(Study material begins)

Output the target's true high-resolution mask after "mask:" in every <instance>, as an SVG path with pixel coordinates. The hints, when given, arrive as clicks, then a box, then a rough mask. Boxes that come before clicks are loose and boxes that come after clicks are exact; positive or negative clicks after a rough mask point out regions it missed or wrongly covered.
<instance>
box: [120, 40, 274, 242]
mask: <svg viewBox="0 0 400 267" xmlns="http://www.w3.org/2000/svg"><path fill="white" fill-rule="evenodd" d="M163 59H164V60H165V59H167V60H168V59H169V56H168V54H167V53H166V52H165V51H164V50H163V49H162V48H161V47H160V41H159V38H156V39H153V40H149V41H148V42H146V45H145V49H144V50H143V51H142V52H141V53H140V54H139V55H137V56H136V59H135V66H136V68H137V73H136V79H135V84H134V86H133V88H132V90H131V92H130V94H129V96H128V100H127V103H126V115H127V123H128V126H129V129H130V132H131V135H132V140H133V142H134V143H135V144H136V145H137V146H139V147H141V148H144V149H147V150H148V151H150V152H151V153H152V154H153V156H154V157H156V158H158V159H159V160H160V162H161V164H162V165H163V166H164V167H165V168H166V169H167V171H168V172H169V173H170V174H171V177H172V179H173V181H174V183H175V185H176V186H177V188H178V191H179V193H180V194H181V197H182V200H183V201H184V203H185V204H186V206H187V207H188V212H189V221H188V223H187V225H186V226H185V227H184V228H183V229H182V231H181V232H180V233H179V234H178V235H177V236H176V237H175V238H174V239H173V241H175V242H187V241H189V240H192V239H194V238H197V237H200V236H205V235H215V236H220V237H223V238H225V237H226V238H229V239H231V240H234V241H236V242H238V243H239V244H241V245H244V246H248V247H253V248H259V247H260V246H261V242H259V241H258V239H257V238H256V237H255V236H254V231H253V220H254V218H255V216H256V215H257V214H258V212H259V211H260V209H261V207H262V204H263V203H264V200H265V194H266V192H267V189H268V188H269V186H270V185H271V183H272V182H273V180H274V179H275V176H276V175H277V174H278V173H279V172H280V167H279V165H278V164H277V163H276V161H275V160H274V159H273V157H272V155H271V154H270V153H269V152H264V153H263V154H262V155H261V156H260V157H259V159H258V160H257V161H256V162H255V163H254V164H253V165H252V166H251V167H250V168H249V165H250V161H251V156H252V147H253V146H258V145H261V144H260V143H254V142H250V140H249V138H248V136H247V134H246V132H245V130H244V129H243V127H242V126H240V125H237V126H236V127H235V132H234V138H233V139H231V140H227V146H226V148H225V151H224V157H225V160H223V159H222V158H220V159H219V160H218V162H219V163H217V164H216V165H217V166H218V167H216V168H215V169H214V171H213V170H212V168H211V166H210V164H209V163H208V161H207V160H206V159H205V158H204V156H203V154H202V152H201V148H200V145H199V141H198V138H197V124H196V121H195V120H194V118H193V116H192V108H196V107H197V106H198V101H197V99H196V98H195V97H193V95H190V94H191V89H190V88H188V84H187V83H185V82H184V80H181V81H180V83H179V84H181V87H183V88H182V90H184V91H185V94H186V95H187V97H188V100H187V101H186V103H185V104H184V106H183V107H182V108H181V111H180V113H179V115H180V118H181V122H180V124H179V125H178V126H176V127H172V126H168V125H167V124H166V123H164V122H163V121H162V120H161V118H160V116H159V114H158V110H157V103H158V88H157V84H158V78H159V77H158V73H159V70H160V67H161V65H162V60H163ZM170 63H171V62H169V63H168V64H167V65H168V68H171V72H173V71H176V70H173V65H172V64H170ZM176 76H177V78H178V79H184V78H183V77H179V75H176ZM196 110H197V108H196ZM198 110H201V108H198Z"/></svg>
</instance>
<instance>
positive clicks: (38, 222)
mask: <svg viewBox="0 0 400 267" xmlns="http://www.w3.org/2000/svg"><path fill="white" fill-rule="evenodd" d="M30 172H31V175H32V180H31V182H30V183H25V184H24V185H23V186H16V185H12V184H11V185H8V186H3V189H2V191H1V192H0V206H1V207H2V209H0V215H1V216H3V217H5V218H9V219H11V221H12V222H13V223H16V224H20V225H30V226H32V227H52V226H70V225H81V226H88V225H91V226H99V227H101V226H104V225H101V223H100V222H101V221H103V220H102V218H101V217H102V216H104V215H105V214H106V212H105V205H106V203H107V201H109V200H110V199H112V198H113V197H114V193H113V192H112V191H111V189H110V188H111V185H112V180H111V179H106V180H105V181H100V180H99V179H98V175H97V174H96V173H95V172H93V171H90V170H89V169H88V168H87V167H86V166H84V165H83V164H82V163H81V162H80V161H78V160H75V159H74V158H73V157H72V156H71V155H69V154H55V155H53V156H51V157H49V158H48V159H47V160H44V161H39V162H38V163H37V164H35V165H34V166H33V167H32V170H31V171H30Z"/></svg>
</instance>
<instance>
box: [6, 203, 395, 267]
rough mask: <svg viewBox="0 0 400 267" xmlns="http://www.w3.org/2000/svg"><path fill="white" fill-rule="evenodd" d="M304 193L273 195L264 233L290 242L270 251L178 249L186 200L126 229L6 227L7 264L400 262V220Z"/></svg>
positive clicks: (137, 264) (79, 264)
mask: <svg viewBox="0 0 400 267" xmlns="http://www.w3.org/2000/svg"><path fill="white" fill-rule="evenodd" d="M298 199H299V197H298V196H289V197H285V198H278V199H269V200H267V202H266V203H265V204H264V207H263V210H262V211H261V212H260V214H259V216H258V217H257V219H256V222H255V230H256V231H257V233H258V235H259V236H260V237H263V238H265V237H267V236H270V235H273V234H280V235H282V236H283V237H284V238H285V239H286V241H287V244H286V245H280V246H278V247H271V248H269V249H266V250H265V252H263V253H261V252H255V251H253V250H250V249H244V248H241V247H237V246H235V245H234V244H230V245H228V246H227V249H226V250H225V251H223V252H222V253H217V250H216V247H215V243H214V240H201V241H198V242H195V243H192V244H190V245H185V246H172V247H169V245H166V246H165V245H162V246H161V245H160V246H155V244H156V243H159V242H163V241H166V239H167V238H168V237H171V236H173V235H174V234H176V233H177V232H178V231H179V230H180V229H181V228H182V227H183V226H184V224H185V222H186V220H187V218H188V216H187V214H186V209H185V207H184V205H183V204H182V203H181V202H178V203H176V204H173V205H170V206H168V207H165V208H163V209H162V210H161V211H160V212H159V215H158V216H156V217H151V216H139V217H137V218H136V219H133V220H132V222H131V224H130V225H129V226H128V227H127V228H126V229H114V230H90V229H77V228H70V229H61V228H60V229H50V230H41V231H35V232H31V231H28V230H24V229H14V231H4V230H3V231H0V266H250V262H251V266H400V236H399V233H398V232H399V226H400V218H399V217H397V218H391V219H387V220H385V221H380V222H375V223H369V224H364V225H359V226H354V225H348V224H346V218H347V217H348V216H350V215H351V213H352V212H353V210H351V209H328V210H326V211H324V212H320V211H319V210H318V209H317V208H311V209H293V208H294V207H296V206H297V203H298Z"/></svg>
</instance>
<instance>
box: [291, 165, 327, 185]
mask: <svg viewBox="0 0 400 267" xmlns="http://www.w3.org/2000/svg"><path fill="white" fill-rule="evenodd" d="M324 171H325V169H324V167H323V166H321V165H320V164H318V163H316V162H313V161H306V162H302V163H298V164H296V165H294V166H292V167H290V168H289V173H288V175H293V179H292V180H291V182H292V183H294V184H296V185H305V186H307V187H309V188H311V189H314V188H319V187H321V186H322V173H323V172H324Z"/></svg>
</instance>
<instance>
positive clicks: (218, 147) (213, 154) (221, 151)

(Study material ends)

### [What is expected]
Write out every one of the items above again, word for word, without changing anything.

### [Written answer]
Output the target's true high-resolution mask after "mask:" in every <instance>, as an SVG path with pixel coordinates. The hints, when given, arrive as clicks, then a box, then a rough mask. Boxes that come before clicks are loose and boxes that come after clicks are exact; positive or negative clicks after a rough mask point out regions it missed or wrongly covered.
<instance>
box: [120, 40, 274, 242]
mask: <svg viewBox="0 0 400 267" xmlns="http://www.w3.org/2000/svg"><path fill="white" fill-rule="evenodd" d="M163 59H164V60H165V59H167V60H168V59H169V56H168V54H167V53H166V52H165V51H164V50H163V49H162V48H161V47H160V41H159V38H156V39H153V40H149V41H148V42H146V45H145V49H144V50H143V51H142V52H141V53H140V54H139V55H137V56H136V59H135V66H136V68H137V73H136V79H135V84H134V86H133V88H132V90H131V92H130V94H129V96H128V100H127V103H126V115H127V123H128V126H129V129H130V132H131V135H132V140H133V142H134V143H135V144H136V145H137V146H139V147H141V148H144V149H147V150H148V151H150V152H151V153H152V154H153V156H154V157H156V158H158V159H159V160H160V162H161V164H162V165H163V166H164V167H165V168H166V169H167V171H168V172H169V173H170V174H171V177H172V179H173V181H174V183H175V185H176V186H177V188H178V191H179V193H180V194H181V197H182V200H183V201H184V203H185V204H186V206H187V207H188V212H189V221H188V223H187V225H186V226H185V227H184V228H183V229H182V231H181V232H180V233H179V234H178V235H177V236H176V237H175V238H174V239H173V241H175V242H187V241H189V240H192V239H194V238H197V237H200V236H205V235H215V236H220V237H223V238H225V237H226V238H229V239H231V240H234V241H236V242H238V243H239V244H241V245H244V246H248V247H253V248H259V247H260V246H261V242H259V241H258V239H257V238H256V237H255V236H254V231H253V220H254V218H255V216H256V215H257V214H258V212H259V211H260V209H261V207H262V204H263V203H264V200H265V194H266V192H267V189H268V188H269V186H270V185H271V183H272V182H273V180H274V179H275V176H276V175H277V174H278V173H279V172H280V167H279V165H278V164H277V163H276V161H275V160H274V159H273V157H272V155H271V154H270V153H269V152H264V153H263V154H262V155H261V156H260V157H259V159H258V160H257V161H256V162H255V163H254V164H253V165H252V166H251V167H250V168H249V165H250V161H251V156H252V147H253V146H258V145H261V144H260V143H254V142H250V140H249V138H248V136H247V134H246V132H245V130H244V129H243V127H242V126H240V125H237V126H236V127H235V132H234V138H233V139H231V140H227V146H226V148H225V151H224V157H225V160H223V159H222V158H220V159H219V160H218V162H219V163H217V164H216V165H217V166H218V167H216V168H215V169H214V171H213V170H212V168H211V166H210V164H209V163H208V161H207V160H206V159H205V158H204V156H203V154H202V152H201V148H200V145H199V141H198V138H197V124H196V121H195V120H194V118H193V116H192V108H196V107H197V106H198V101H197V99H196V98H195V97H193V95H190V94H191V89H190V88H188V84H187V83H185V82H184V80H181V81H180V83H179V84H181V87H183V88H182V90H184V91H185V94H186V95H187V97H188V100H187V101H186V103H185V104H184V106H183V107H182V108H181V111H180V113H179V115H180V118H181V122H180V124H179V125H178V126H176V127H172V126H168V125H167V124H166V123H164V122H163V121H162V120H161V118H160V116H159V114H158V110H157V103H158V88H157V84H158V78H159V77H158V73H159V70H160V67H161V65H162V60H163ZM170 63H171V62H169V63H168V64H167V65H168V68H171V72H173V71H176V70H173V65H172V64H170ZM176 76H177V78H178V79H184V78H183V77H179V75H176ZM196 110H197V108H196ZM198 110H201V108H198Z"/></svg>
</instance>
<instance>
positive clicks: (38, 222)
mask: <svg viewBox="0 0 400 267" xmlns="http://www.w3.org/2000/svg"><path fill="white" fill-rule="evenodd" d="M30 172H31V175H32V180H31V182H30V183H25V184H24V185H23V186H16V185H12V184H11V185H8V186H3V189H2V191H1V192H0V206H1V207H2V209H0V215H1V216H3V217H5V218H9V219H11V221H12V222H13V223H16V224H20V225H30V226H32V227H52V226H70V225H81V226H88V225H91V226H99V227H101V226H104V225H101V223H100V222H101V221H103V220H102V218H101V217H102V216H104V215H105V214H106V212H105V205H106V203H107V201H109V200H110V199H112V198H113V197H114V193H113V192H112V191H111V189H110V188H111V185H112V180H111V179H106V180H105V181H100V180H99V179H98V175H97V174H96V173H95V172H93V171H90V170H89V169H88V168H87V167H86V166H84V165H83V164H82V163H81V162H80V161H78V160H75V159H74V158H73V157H72V156H71V155H69V154H55V155H53V156H51V157H49V158H48V159H47V160H44V161H39V162H38V163H37V164H35V165H34V166H33V167H32V170H31V171H30Z"/></svg>
</instance>
<instance>
box: [6, 203, 395, 267]
rough mask: <svg viewBox="0 0 400 267" xmlns="http://www.w3.org/2000/svg"><path fill="white" fill-rule="evenodd" d="M304 193L273 195L264 233L290 242L270 251L178 249L186 200L126 229L6 227L7 264L400 262V220Z"/></svg>
positive clicks: (137, 264) (79, 264)
mask: <svg viewBox="0 0 400 267" xmlns="http://www.w3.org/2000/svg"><path fill="white" fill-rule="evenodd" d="M298 199H299V197H298V196H289V197H285V198H278V199H269V200H267V202H266V203H265V204H264V207H263V210H262V211H261V212H260V214H259V216H258V217H257V219H256V222H255V230H256V231H257V233H258V235H259V236H260V237H263V238H265V237H267V236H270V235H273V234H280V235H282V236H283V237H284V238H285V239H286V241H287V244H286V245H280V246H278V247H271V248H269V249H266V250H265V252H263V253H261V252H255V251H253V250H250V249H244V248H241V247H237V246H235V245H234V244H230V245H228V246H227V249H226V250H225V251H223V252H222V253H217V250H216V247H215V243H214V240H201V241H198V242H195V243H192V244H190V245H185V246H172V247H169V245H166V246H165V245H162V246H161V245H160V246H155V244H156V243H159V242H163V241H166V239H167V238H168V237H171V236H173V235H174V234H176V233H177V232H178V231H179V230H180V229H181V228H182V227H183V226H184V224H185V222H186V220H187V218H188V216H187V214H186V209H185V207H184V205H183V204H182V203H181V202H178V203H176V204H173V205H170V206H168V207H165V208H163V209H162V210H161V211H160V212H159V215H158V216H156V217H151V216H139V217H137V218H136V219H133V220H132V222H131V224H130V225H129V226H128V227H127V228H126V229H114V230H90V229H77V228H70V229H61V228H60V229H50V230H41V231H35V232H31V231H28V230H24V229H14V231H4V230H3V231H0V266H250V262H251V266H400V236H399V233H398V232H399V226H400V218H399V217H397V218H391V219H387V220H385V221H380V222H375V223H369V224H364V225H359V226H354V225H348V224H346V218H347V217H348V216H350V215H351V213H352V212H353V210H351V209H328V210H326V211H324V212H320V211H319V210H318V209H317V208H311V209H293V208H294V207H296V206H297V203H298Z"/></svg>
</instance>
<instance>
box: [291, 165, 327, 185]
mask: <svg viewBox="0 0 400 267" xmlns="http://www.w3.org/2000/svg"><path fill="white" fill-rule="evenodd" d="M324 171H325V169H324V167H323V166H321V165H320V164H318V163H316V162H313V161H306V162H302V163H298V164H296V165H294V166H292V167H290V168H289V173H288V175H293V179H292V180H291V182H292V183H294V184H296V185H305V186H307V187H309V188H311V189H314V188H319V187H321V186H322V173H323V172H324Z"/></svg>
</instance>
<instance>
positive clicks: (218, 147) (213, 154) (221, 151)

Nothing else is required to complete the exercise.